Saved entries
────────

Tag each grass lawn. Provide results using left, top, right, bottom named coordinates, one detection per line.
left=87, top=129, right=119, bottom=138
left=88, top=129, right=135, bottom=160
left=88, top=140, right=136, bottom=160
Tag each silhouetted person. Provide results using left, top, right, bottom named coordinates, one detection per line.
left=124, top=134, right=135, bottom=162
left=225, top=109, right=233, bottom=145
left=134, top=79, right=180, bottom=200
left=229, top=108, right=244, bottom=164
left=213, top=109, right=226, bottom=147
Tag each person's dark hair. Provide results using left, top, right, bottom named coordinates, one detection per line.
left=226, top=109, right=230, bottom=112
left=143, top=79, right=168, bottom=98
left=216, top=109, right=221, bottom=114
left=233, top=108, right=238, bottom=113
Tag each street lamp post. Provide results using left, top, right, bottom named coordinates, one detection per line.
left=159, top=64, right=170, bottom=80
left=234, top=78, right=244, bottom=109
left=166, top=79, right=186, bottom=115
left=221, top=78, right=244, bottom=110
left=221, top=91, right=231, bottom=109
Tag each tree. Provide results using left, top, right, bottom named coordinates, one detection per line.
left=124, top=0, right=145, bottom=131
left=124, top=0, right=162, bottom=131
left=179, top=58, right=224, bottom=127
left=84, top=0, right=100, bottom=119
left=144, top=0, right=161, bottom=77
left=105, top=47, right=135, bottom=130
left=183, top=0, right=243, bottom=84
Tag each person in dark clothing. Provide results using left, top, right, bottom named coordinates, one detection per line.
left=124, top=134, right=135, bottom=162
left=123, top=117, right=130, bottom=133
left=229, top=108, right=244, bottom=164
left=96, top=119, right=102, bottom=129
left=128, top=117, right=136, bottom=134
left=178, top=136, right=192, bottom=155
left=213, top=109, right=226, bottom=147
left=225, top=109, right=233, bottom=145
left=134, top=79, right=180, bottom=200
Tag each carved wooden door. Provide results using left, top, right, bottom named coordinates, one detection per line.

────────

What is being asked
Reproduce the data exactly. All of it is needed.

The answer
Tag each grass lawn. Provide results using left, top, right, bottom named coordinates, one detection per line.
left=87, top=129, right=119, bottom=138
left=88, top=129, right=135, bottom=160
left=88, top=140, right=136, bottom=160
Tag each silhouetted person. Provide results using left, top, right, bottom named coordinates, one detection per line.
left=124, top=134, right=135, bottom=162
left=225, top=109, right=233, bottom=145
left=134, top=79, right=180, bottom=200
left=229, top=108, right=244, bottom=164
left=213, top=109, right=226, bottom=147
Tag each person's dark hair. Provide results using left, top, right, bottom named coordinates, one detection per line.
left=226, top=109, right=230, bottom=112
left=143, top=79, right=168, bottom=98
left=216, top=109, right=221, bottom=114
left=233, top=108, right=238, bottom=113
Tag each street lamp post. Provide results using left, top, right, bottom named coordinates, one detection per line.
left=159, top=64, right=170, bottom=80
left=234, top=78, right=244, bottom=109
left=166, top=79, right=186, bottom=115
left=221, top=78, right=244, bottom=110
left=221, top=91, right=231, bottom=109
Tag each tree. Provide results using left, top, right, bottom named coordinates, one detection per line.
left=124, top=0, right=145, bottom=131
left=124, top=0, right=162, bottom=131
left=179, top=58, right=224, bottom=127
left=84, top=0, right=100, bottom=119
left=144, top=0, right=161, bottom=77
left=105, top=47, right=135, bottom=130
left=183, top=0, right=243, bottom=84
Tag each person in dark clothing. Provide results using left, top, right, bottom named coordinates, one detection per line.
left=124, top=134, right=135, bottom=162
left=123, top=117, right=130, bottom=133
left=229, top=108, right=244, bottom=164
left=96, top=119, right=102, bottom=129
left=128, top=117, right=136, bottom=134
left=178, top=136, right=192, bottom=155
left=213, top=109, right=226, bottom=147
left=225, top=109, right=233, bottom=145
left=134, top=79, right=180, bottom=200
Tag each carved wooden door. Provide results using left, top, right, bottom named coordinates, one detection per line.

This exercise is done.